● **Exercise inputs**:
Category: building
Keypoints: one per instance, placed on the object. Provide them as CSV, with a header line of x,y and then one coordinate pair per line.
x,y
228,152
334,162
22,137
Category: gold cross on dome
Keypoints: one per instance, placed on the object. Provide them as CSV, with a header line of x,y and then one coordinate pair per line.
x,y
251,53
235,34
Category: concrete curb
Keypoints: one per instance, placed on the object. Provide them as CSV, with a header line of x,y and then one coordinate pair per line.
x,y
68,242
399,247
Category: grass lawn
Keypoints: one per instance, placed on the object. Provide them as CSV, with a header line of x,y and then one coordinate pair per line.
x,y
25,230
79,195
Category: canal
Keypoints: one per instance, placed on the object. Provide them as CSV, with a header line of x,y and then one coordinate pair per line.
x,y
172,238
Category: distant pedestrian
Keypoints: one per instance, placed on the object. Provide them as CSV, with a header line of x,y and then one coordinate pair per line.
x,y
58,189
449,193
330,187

---

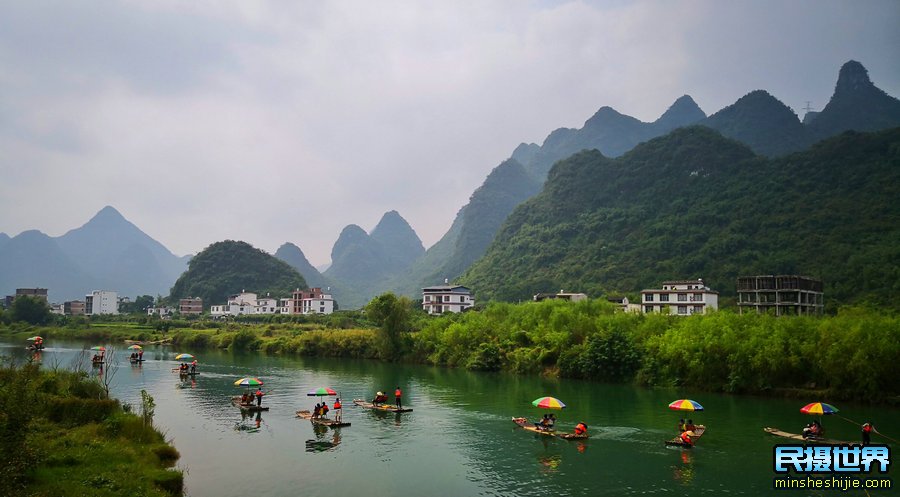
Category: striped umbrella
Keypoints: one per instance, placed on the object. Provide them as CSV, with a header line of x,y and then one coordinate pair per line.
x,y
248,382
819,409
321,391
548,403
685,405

--

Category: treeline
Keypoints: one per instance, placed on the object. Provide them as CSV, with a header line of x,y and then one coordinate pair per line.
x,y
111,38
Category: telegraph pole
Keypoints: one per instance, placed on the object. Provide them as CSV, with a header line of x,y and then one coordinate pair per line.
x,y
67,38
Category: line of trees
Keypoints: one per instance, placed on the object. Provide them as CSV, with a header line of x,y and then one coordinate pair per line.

● **Set exercise**:
Show every line above that contains the word "Category". Copy each one in full.

● **Result**:
Category: building
Category: gold cross on dome
Category: concrete curb
Category: grass lawn
Category: canal
Category: distant pedestrian
Category: striped umbrella
Category: treeline
Category: telegraph pole
Category: line of trees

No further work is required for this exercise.